* **Problem 1**
Do the following statements agree with the soup recipes? (a) The roasted red pepper and tomato soup simmers for 20 minutes. (b) The pumpkin-sweet potato soup calls for 4 cups of vegetable broth. (c) Lime zest is used as a garnish. Answer yes or no for each, quoting the deciding words of the recipes.

* **Document section**
◇ ◇ ◇ ◇

Roasted Red Pepper and Tomato Soup (Weeks One, Two, & Three)
  • 1 tsp EVOO
  • ½ C diced onion
  • 1 clove garlic minced
  • 12 oz jar roasted red peppers, drained and rinsed
  • ½ C canned, diced fire-roasted tomatoes
  • ¼ packet stevia
  • 1 tsp balsamic vinegar
Heat oil in pot over medium heat. Add onion, and sauté 5 minutes, or until softened. Add garlic, and cook 1 minute more. Stir in peppers, tomatoes, stevia and 1-cup water. Simmer 20 minutes. Remove from heat, and stir in vinegar. Transfer mixture to blender, and purée until smooth. Season with salt and pepper. Ladle soup into bowls.

Pumpkin-Sweet Potato Soup (Weeks One, Two, & Three)
  • 2 tablespoons olive oil
  • 1 medium onion, diced
  • 4 medium carrots, peeled, chopped
  • 2 celery stalks, chopped
  • 1/4 teaspoon ground ginger
  • 1/4 teaspoon nutmeg
  • 1/2 teaspoon allspice- or Pumpkin Pie Spice
  • 1/2 teaspoon curry powder- mild or hot, to taste
  • Dash of sea salt and freshly ground pepper, to taste
  • 1 14.5-oz. can pumpkin (or 2 heaping cups fresh, peeled and cubed) or other winter squash
  • 1 medium sweet potato, peeled, cubed
  • 6 cups vegetable broth
  • 2-3 tablespoons dry sherry, if desired
  • 1/2 to 1 cup coconut milk (or plain rice milk), to taste
  • Lime zest for garnish
In a heavy soup pot, heat the olive oil over medium heat, and sauté the onion for about 5 minutes until softened. Add in the chopped carrots and celery, and stir in the spices. Lower heat and gently cook for about 10 minutes, being careful not to brown the onions.
Add in the pumpkin, sweet potato and vegetable broth, and sherry; stir together. Cover and bring to a slow simmer, cooking the soup for about 25-35 minutes until the vegetables are very tender.
Remove from heat, and puree the soup with an immersion hand blender right in the pot; or puree it batches in a blender or food processor (carefully ladle the soup into a blender not more than half full, cover tightly and puree the soup until it is smooth and creamy; return the puree to soup pot). Taste and adjust the seasonings.

◇ ◇ ◇ ◇

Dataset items

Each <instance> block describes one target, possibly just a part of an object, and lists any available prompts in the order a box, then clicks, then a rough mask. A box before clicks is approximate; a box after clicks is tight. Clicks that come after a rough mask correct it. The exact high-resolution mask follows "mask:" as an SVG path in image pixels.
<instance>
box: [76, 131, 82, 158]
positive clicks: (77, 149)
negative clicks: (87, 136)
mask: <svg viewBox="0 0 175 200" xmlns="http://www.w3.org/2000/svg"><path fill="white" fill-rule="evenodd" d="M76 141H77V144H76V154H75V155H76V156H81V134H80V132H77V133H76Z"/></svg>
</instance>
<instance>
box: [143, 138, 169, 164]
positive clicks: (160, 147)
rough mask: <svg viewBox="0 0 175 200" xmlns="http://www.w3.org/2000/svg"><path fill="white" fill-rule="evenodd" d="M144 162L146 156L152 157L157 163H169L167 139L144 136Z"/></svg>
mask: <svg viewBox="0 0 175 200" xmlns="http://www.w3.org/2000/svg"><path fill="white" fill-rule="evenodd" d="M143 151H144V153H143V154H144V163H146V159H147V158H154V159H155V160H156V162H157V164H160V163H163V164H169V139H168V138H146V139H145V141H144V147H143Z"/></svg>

◇ ◇ ◇ ◇

* **Problem 2**
Turn the lines of the rows into a Markdown table with the columns Index and Entry, leaving out blank lines. Start at the line with "</instance>" and go on through the end of the rows.

* **Response area 1**
(a) Yes: "Simmer 20 minutes."
(b) No: "6 cups vegetable broth"
(c) Yes: "Lime zest for garnish"

* **Response area 2**
| Index | Entry |
|---|---|
| 1 | </instance> |
| 2 | <instance> |
| 3 | box: [143, 138, 169, 164] |
| 4 | positive clicks: (160, 147) |
| 5 | rough mask: <svg viewBox="0 0 175 200" xmlns="http://www.w3.org/2000/svg"><path fill="white" fill-rule="evenodd" d="M144 162L146 156L152 157L157 163H169L167 139L144 136Z"/></svg> |
| 6 | mask: <svg viewBox="0 0 175 200" xmlns="http://www.w3.org/2000/svg"><path fill="white" fill-rule="evenodd" d="M143 151H144V153H143V154H144V163H146V159H147V158H154V159H155V160H156V162H157V164H160V163H163V164H169V139H168V138H146V139H145V141H144V147H143Z"/></svg> |